▶ _Work to be completed_: Gather every line of the records below that contains the word "bride", and copy each of those lines in full.

[Records from a point annotation dataset]
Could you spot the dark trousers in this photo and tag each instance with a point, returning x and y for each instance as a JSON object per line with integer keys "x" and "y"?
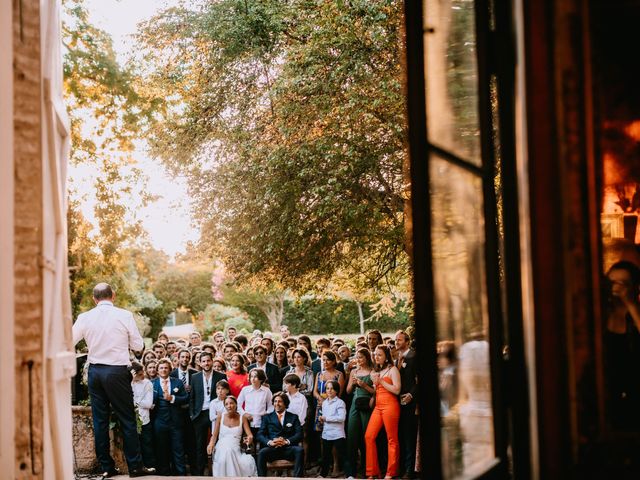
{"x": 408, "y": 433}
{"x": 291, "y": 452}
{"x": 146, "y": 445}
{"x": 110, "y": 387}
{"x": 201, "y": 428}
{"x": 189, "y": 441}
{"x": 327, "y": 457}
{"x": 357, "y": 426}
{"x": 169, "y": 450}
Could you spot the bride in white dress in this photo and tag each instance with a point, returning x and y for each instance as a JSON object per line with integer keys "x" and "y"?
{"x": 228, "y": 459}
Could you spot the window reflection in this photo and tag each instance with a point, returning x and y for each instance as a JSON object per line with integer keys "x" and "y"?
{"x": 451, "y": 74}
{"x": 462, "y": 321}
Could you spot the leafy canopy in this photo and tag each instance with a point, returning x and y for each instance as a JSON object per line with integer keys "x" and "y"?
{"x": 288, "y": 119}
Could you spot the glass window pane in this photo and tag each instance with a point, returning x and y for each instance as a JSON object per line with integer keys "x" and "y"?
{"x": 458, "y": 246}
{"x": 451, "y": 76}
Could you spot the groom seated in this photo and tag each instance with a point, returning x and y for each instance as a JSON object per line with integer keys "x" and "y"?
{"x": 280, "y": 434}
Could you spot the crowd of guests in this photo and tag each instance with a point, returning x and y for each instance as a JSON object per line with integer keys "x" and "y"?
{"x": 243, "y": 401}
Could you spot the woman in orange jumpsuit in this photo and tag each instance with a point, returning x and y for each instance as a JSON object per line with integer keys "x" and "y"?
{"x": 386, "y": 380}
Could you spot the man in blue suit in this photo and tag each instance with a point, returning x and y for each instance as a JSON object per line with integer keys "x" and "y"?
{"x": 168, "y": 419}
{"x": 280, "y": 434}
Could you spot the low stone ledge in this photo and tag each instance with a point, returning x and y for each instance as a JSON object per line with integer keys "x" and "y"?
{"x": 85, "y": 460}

...

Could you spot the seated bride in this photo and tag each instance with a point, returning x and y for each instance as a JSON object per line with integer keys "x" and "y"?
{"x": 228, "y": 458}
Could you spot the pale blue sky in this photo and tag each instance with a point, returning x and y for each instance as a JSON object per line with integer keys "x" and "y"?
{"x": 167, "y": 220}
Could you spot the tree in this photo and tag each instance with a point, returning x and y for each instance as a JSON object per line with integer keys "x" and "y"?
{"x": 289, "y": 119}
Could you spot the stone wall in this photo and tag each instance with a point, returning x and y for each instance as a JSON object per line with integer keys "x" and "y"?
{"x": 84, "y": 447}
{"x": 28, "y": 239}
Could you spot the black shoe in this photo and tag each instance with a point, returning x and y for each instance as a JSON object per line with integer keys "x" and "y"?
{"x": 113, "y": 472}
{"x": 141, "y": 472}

▶ _Full output_:
Could you spot the bride in white dress in this photo and tag each instance with a point, returning x and y for each instance as a JSON object per line with integer keys "x" and "y"?
Could you spot the seated bride in this photo and tag each instance with a point, returning x and y for each instance as a JSON object per line with integer keys "x" and "y"?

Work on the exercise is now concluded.